▶ Task statement
Reproduce, without any change, the part of the items that opens with the line containing "# point at: mountain slope" and closes with the line containing "x=917, y=714", both of those lines included. Give only those lines.

▶ Data shown
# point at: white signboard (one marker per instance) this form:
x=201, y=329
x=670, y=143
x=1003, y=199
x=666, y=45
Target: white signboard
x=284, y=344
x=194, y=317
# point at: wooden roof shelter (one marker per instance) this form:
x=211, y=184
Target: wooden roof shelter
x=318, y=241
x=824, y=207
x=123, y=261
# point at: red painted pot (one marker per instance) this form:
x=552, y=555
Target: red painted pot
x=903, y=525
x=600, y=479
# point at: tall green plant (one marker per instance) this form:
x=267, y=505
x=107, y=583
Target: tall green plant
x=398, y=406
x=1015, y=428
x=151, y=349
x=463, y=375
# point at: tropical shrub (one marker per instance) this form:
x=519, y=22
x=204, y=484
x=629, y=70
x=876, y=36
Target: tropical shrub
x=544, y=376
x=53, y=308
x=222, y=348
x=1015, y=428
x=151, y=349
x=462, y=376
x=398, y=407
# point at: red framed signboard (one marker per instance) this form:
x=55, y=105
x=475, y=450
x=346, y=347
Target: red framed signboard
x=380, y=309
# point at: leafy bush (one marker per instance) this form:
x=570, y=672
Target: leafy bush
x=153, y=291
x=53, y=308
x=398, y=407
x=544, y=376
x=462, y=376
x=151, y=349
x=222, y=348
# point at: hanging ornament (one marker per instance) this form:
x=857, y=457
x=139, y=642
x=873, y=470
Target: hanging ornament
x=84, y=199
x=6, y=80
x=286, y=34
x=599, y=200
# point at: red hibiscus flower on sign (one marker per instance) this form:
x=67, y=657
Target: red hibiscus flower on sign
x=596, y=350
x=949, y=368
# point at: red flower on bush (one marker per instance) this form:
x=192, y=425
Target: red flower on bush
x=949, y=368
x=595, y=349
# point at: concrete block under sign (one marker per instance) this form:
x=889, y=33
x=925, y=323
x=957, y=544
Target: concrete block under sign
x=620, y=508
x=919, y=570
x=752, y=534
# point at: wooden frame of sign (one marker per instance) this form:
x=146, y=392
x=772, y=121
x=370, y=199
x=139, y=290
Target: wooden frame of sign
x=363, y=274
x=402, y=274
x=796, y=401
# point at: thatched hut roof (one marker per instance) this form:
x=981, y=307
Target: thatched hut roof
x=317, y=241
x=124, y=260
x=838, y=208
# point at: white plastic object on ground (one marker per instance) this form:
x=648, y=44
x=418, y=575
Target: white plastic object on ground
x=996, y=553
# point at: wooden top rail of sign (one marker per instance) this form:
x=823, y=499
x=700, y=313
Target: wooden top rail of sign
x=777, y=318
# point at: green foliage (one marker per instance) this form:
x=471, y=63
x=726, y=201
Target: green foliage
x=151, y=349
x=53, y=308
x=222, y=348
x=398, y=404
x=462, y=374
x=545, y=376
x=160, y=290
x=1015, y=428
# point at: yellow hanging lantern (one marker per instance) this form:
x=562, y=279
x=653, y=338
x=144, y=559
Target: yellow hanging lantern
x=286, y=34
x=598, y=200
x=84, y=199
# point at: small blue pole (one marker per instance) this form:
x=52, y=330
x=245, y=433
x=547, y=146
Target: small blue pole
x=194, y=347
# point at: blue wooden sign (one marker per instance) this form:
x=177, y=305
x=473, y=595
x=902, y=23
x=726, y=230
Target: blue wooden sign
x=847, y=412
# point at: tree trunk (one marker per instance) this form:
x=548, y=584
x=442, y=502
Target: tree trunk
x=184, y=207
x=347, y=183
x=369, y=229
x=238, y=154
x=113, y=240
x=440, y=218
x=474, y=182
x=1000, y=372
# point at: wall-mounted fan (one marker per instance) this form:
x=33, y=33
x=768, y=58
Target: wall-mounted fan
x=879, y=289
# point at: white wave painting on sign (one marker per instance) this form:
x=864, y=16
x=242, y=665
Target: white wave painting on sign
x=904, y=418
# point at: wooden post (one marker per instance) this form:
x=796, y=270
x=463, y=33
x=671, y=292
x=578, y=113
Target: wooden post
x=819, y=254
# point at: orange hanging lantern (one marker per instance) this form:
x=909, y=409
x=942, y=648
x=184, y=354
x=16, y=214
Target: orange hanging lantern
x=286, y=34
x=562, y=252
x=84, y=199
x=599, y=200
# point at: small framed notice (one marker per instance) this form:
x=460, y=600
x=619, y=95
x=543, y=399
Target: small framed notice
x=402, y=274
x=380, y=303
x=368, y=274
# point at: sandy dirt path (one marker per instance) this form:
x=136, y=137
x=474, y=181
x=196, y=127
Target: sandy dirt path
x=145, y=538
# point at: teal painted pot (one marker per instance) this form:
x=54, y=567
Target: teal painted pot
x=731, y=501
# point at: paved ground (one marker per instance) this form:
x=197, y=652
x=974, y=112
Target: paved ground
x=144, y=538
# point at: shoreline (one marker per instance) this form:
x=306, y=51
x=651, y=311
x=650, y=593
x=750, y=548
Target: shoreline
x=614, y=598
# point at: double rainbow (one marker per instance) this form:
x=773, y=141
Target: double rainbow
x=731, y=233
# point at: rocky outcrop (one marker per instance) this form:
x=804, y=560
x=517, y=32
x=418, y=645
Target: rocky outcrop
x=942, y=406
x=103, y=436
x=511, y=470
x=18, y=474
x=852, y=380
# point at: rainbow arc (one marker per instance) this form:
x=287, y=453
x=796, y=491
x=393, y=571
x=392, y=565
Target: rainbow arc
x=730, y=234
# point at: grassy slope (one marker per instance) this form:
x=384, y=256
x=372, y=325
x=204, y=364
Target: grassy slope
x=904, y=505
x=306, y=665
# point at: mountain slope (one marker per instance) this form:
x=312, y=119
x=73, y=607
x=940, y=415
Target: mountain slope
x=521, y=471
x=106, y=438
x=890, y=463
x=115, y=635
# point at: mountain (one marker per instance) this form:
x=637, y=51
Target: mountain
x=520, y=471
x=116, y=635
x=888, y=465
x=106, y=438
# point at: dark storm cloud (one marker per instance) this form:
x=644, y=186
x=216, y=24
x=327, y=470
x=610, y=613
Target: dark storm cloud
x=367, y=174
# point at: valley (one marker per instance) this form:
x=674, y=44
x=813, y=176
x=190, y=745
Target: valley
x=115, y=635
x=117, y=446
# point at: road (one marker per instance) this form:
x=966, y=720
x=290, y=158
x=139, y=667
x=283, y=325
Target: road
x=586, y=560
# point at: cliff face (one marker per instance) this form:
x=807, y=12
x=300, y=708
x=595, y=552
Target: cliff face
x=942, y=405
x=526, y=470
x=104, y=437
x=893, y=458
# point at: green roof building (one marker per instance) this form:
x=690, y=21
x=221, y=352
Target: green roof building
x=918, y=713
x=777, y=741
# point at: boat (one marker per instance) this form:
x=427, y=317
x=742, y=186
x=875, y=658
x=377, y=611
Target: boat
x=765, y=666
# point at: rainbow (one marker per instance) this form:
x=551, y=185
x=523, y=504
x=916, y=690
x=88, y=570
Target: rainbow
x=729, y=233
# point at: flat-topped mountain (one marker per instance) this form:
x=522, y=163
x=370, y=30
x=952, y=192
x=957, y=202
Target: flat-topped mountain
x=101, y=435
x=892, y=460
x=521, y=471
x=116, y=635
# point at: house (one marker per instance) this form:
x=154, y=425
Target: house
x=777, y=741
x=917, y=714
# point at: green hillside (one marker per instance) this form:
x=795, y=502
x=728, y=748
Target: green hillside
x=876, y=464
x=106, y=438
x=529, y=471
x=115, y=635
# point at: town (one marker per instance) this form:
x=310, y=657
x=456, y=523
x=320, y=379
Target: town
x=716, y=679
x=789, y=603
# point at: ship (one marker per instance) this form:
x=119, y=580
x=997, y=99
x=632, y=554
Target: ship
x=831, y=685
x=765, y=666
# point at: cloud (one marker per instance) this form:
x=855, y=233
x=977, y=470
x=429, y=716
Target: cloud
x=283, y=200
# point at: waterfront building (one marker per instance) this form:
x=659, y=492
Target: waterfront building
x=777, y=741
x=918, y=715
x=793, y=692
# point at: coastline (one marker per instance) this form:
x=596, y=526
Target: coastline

▶ Result
# point at: mountain slope (one marker per instance) this form:
x=312, y=119
x=73, y=607
x=940, y=415
Target: mountain slope
x=521, y=471
x=106, y=438
x=890, y=463
x=115, y=635
# point at: mountain (one marker per instance) this form:
x=637, y=51
Target: mountain
x=520, y=471
x=116, y=635
x=888, y=465
x=106, y=438
# point at: dark storm cloud (one marker per instance) this form:
x=644, y=186
x=216, y=24
x=327, y=470
x=610, y=613
Target: dark storm cloud
x=367, y=174
# point at: valley (one marker per instance) this form:
x=674, y=44
x=813, y=176
x=190, y=745
Target: valley
x=115, y=635
x=117, y=446
# point at: road (one marker per instance) this form:
x=966, y=720
x=290, y=158
x=139, y=667
x=283, y=325
Target: road
x=586, y=560
# point at: cliff face (one marker per instance) this form:
x=807, y=12
x=300, y=708
x=595, y=552
Target: cliff face
x=942, y=405
x=526, y=470
x=104, y=437
x=893, y=458
# point at: green roof building (one marker per instance) this form:
x=690, y=21
x=221, y=352
Target: green roof building
x=918, y=713
x=777, y=741
# point at: boat (one marker per instance) this form:
x=427, y=317
x=742, y=186
x=875, y=658
x=377, y=611
Target: boat
x=765, y=666
# point at: rainbow (one marker per instance) this form:
x=551, y=185
x=523, y=504
x=916, y=690
x=88, y=570
Target: rainbow
x=729, y=233
# point at: flat-topped mountain (one marker per instance) this form:
x=522, y=163
x=370, y=30
x=952, y=192
x=957, y=202
Target: flat-topped mountain
x=101, y=435
x=892, y=460
x=521, y=471
x=116, y=635
# point at: house (one marker per instance) this form:
x=154, y=425
Target: house
x=777, y=741
x=917, y=714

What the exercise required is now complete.